TASK DETAILS:
Put the records below into a Markdown table with the columns Row and Line. Number each line in Row, leave out blank lines, and omit the pictures.
>> start
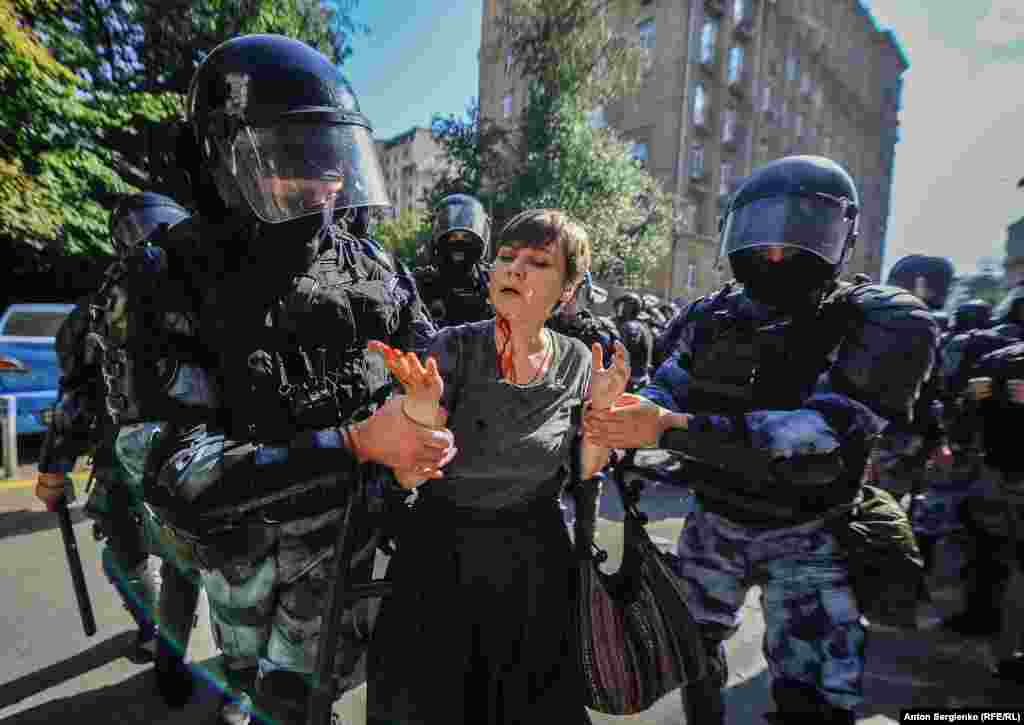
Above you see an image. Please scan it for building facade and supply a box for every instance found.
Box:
[1002,218,1024,287]
[479,0,909,297]
[375,126,446,216]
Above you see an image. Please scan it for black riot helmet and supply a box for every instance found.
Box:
[431,194,490,266]
[886,254,955,310]
[614,292,643,319]
[720,156,860,307]
[953,299,992,333]
[186,35,389,223]
[991,284,1024,326]
[110,191,190,256]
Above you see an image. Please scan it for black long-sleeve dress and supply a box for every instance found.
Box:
[368,319,591,725]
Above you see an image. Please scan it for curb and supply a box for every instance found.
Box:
[0,471,90,493]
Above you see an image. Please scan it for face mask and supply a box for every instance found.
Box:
[734,248,830,312]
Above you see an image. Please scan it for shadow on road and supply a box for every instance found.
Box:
[861,630,1024,722]
[724,670,771,725]
[0,506,86,539]
[0,632,135,710]
[4,668,219,725]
>> end
WRITTEN RESPONSE:
| Row | Line |
|---|---|
| 1 | Above you see an image. Please scan it for building facade and supply a box for every instance found. |
| 2 | Box: |
| 3 | [1002,218,1024,287] |
| 4 | [479,0,909,297] |
| 5 | [375,126,446,216] |
| 6 | Above you see an image. Please scan it for black riot helmet and supply a box for every instance found. |
| 7 | Box: |
| 8 | [431,194,490,266] |
| 9 | [886,254,955,310] |
| 10 | [614,292,643,319] |
| 11 | [720,156,860,307] |
| 12 | [953,299,992,333] |
| 13 | [186,35,389,223] |
| 14 | [991,284,1024,326] |
| 15 | [110,191,190,256] |
| 16 | Above you see an image. Please scan it for black long-sleeve dress and supply a box for every instance found. |
| 17 | Box: |
| 18 | [368,319,591,725] |
| 19 | Above you see an image. Please scan it for curb and supply a box for every instance found. |
| 20 | Box: |
| 21 | [0,471,90,493] |
| 22 | Above you see an image. Please scan it for face mask and supply a box for every instance found. |
| 23 | Box: |
| 24 | [734,248,830,312] |
| 25 | Above you see an image. Please scan it for shadow on road and supply a box for every instance found. |
| 26 | Box: |
| 27 | [861,630,1024,722] |
| 28 | [724,670,771,725] |
| 29 | [0,506,86,539] |
| 30 | [0,632,135,710] |
| 31 | [4,668,219,725] |